(Dataset entries)
________

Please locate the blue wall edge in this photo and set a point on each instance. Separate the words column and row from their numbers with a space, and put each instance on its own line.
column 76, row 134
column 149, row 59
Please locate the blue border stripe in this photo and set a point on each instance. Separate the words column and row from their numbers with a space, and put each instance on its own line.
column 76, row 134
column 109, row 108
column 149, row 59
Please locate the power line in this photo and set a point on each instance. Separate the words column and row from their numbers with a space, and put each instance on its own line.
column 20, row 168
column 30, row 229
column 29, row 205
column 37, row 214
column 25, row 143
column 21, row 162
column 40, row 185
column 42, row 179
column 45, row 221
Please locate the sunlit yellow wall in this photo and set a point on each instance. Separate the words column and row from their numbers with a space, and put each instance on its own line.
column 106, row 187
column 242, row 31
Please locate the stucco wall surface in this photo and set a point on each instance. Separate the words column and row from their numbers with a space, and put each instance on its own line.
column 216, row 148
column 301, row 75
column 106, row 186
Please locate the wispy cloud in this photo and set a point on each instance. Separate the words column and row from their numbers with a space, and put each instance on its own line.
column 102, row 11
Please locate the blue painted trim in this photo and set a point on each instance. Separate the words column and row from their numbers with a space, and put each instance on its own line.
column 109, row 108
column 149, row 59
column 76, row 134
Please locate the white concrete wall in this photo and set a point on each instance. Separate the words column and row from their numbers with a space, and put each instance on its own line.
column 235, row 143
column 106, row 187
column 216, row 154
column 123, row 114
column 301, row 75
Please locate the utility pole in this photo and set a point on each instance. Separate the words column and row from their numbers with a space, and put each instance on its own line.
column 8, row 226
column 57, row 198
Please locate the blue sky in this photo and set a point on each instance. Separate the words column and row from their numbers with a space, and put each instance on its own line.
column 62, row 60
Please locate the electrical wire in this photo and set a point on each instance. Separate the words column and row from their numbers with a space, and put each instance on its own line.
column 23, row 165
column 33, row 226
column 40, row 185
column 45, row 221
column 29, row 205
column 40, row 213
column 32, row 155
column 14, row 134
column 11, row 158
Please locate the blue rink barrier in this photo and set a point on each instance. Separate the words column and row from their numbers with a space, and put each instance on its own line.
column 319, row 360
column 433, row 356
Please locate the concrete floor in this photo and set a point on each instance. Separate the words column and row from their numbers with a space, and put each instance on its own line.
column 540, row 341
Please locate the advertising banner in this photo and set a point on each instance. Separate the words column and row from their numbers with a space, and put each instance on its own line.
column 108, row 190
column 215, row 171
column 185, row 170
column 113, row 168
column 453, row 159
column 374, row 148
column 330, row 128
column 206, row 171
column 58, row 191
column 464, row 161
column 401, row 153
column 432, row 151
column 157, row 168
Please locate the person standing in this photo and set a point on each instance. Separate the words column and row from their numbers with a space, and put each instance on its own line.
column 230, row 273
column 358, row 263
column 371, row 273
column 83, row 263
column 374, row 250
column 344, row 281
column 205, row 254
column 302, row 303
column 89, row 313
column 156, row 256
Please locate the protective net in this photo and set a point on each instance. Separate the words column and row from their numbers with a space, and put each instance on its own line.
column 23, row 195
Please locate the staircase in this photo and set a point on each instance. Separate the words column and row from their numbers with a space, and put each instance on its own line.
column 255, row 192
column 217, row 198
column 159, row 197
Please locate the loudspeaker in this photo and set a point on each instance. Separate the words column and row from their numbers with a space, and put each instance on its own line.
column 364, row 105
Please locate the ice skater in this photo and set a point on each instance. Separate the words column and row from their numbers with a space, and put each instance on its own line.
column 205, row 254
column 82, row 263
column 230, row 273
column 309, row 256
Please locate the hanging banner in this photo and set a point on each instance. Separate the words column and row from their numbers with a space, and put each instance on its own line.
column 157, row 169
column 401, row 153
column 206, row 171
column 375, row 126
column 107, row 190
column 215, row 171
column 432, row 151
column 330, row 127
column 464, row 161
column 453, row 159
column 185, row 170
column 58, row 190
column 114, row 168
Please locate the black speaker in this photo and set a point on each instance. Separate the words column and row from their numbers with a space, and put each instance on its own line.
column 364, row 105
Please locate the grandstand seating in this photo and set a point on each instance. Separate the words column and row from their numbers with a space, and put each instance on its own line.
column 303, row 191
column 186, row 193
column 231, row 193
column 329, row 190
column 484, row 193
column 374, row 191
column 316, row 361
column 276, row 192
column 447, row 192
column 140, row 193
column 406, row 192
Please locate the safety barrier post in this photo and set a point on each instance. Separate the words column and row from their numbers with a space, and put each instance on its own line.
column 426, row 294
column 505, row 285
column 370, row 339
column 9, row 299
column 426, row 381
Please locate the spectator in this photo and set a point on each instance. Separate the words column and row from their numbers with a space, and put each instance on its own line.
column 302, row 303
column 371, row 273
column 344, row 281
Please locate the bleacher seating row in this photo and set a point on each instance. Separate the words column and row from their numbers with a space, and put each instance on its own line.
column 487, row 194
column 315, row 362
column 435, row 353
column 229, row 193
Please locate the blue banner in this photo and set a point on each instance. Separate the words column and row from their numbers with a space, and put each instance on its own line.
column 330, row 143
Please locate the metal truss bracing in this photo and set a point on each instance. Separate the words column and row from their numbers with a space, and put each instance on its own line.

________

WHAT NEEDS TO BE DONE:
All of the entries above must be quoted exactly.

OUTPUT BELOW:
Please locate the blue wall edge in this photo and set a point on each instance. Separate the words column and row from their numbers with a space, and put each instance on its own line.
column 76, row 134
column 149, row 59
Please locate the blue border stripe in this photo and set a point on each instance. Separate the words column and row from their numbers with a space, and put each instance on its own line.
column 76, row 134
column 109, row 108
column 149, row 59
Please locate the power line in this photo and set a point on each instance. Separate the words column and row from their numbers with a space, and put each instance on its own line.
column 20, row 168
column 30, row 229
column 29, row 205
column 37, row 214
column 25, row 143
column 21, row 162
column 40, row 185
column 42, row 179
column 45, row 221
Please locate the sunlit yellow wall in this photo and set a point on each instance. Separate the words column and row from their numbers with a space, and put each instance on its own line.
column 106, row 187
column 242, row 31
Please locate the stucco wall surface in this photo and set a point on each instance. Separate the words column and row from their numbers with a space, and put each instance on its own line.
column 216, row 148
column 301, row 75
column 106, row 186
Please locate the wispy cloud in this photo and set a point on each instance. Separate the words column and row from their numbers with a space, and put each instance on its own line.
column 102, row 11
Please locate the blue painted trim in this photo and set a point on each instance. Separate the words column and row from their numbers with a space, and put each instance on its own line.
column 109, row 108
column 149, row 59
column 76, row 134
Please locate the white concrete wall in this photo and set a point on each instance. Separate the words column and row from their numbers with a space, and put each instance on its own line.
column 235, row 143
column 106, row 187
column 216, row 154
column 123, row 114
column 301, row 75
Please locate the utility pole in this photo and set a point on each instance. Separate the words column and row from their numbers with a space, and put each instance on its own line.
column 8, row 226
column 57, row 198
Please locate the blue sky in this photo and set a point on each instance. Separate the words column and row from their numbers with a space, and put each instance on its own line.
column 62, row 60
Please locate the electrical wire in this photo and set a point on each instance. Separate the words column and row from their numbers with a space, and put each instance on its own line.
column 23, row 165
column 33, row 226
column 40, row 185
column 45, row 221
column 29, row 205
column 40, row 213
column 32, row 155
column 14, row 134
column 11, row 158
Please locate the blue rink barrier in this photo and set a point on each instance. Separate the words column and row from their numbers with a space, and put each instance on its own line.
column 319, row 360
column 433, row 356
Please locate the concrete floor in this photo and set a point on each instance. Separate the words column and row from their numbers with a space, and put each instance on its own line.
column 540, row 341
Please locate the advertising banner in this photo and set a point on each instance. Separate the words column and row from their numbers with a space, and put each instance on its own line.
column 108, row 190
column 215, row 171
column 185, row 170
column 113, row 168
column 453, row 159
column 374, row 148
column 330, row 128
column 206, row 171
column 58, row 191
column 464, row 161
column 401, row 153
column 432, row 151
column 157, row 168
Please locate the person standing in this photo and set a point on each instance. Separate the words column and row from their numbers with a space, and put each instance on its own line.
column 230, row 273
column 358, row 263
column 371, row 273
column 83, row 263
column 374, row 250
column 344, row 281
column 205, row 254
column 302, row 303
column 89, row 313
column 156, row 256
Please locate the protective net in this photo and set a point on each instance. Separate the words column and row from their numbers with a space, and put each instance on its own line.
column 23, row 195
Please locate the staircase in this photo and set a point on each instance. Separate the words column and row from their numbers with a space, and put each instance on its own line.
column 255, row 192
column 217, row 198
column 159, row 197
Please locate the loudspeaker in this photo and set a point on each instance. Separate the words column and row from their numbers with a space, and put each instance on its own line.
column 364, row 105
Please locate the ice skater in this photo and set a point on each instance. Separate the words column and row from their numbers with a space, and put each instance on its own line.
column 205, row 254
column 82, row 263
column 230, row 273
column 309, row 256
Please locate the hanging banner in this photo and set a point on each instance. Separate the words column and row from their numbers with a space, and put each instance on its own line.
column 157, row 169
column 401, row 153
column 206, row 171
column 375, row 126
column 107, row 190
column 215, row 171
column 432, row 151
column 330, row 127
column 464, row 161
column 453, row 159
column 185, row 170
column 58, row 190
column 114, row 168
Please locate the black speaker in this photo and set a point on each instance. Separate the words column and row from their numbers with a space, and put each instance on its own line.
column 364, row 105
Please locate the grandstand seating in this photo and set a point on each instance. Separate the words column and row from their numbers with a space, and put each instance on its own line.
column 303, row 191
column 186, row 193
column 231, row 193
column 329, row 190
column 484, row 193
column 374, row 191
column 316, row 361
column 276, row 192
column 447, row 192
column 140, row 193
column 406, row 192
Please locate the safety barrier post in this photo and set a point on each instance. Separate the words column and row from their numbers with a space, and put each instance on its own line.
column 426, row 294
column 505, row 285
column 370, row 339
column 9, row 299
column 426, row 381
Please locate the spectator in this photo and set a point on each instance. Separate the words column and row from their numbers with a space, and put each instance on its own line.
column 302, row 303
column 371, row 273
column 344, row 281
Please locate the bleacher seating row in this photo and set a point on each instance. Separate the words column and row from their numbers with a space, and put each instance on its own line.
column 487, row 194
column 315, row 362
column 435, row 353
column 229, row 193
Please locate the blue banner in this photo and set a point on each instance. Separate the words column and row from their numbers with a space, and put each instance on its own line.
column 330, row 143
Please locate the metal truss bracing in this photo and set a point on each instance. Separate the words column and row from their numbers with a space, and put each instance on its own line.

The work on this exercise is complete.